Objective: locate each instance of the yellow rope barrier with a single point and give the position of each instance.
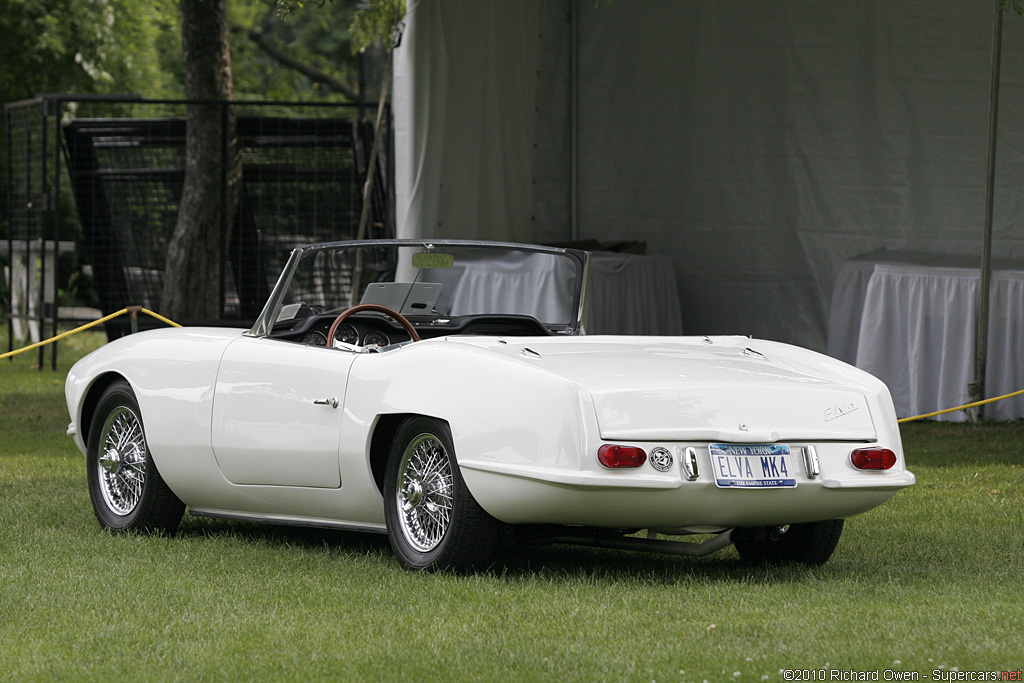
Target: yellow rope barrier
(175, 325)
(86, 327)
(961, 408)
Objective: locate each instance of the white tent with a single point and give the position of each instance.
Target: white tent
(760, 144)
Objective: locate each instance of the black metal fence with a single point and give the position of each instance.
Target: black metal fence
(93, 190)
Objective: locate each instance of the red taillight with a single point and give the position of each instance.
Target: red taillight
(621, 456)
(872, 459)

...

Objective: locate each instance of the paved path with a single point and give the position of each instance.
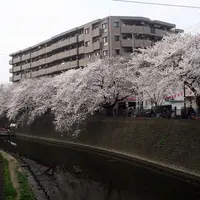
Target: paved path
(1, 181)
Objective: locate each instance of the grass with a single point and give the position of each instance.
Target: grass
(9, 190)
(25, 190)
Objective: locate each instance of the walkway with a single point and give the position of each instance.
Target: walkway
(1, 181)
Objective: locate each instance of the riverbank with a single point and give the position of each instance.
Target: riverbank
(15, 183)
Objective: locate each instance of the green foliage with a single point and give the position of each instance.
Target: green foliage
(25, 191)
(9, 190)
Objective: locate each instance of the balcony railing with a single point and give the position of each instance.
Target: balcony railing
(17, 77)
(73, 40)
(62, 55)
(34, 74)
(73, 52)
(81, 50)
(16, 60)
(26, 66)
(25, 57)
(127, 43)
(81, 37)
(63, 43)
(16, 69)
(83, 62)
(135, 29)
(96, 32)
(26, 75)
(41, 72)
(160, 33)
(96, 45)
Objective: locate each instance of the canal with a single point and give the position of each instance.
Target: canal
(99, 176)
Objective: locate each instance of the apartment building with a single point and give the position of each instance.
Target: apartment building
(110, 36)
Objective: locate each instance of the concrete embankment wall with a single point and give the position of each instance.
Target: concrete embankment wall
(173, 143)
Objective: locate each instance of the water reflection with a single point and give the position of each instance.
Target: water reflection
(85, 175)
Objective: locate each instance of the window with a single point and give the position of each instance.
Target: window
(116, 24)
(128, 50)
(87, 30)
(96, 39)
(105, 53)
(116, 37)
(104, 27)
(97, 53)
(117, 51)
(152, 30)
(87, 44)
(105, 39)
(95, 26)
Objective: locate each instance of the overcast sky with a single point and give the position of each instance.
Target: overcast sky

[YOUR GOAL]
Taking the material above, report how many of its lines contain the word "overcast". Add nothing else.

[ANSWER SECTION]
2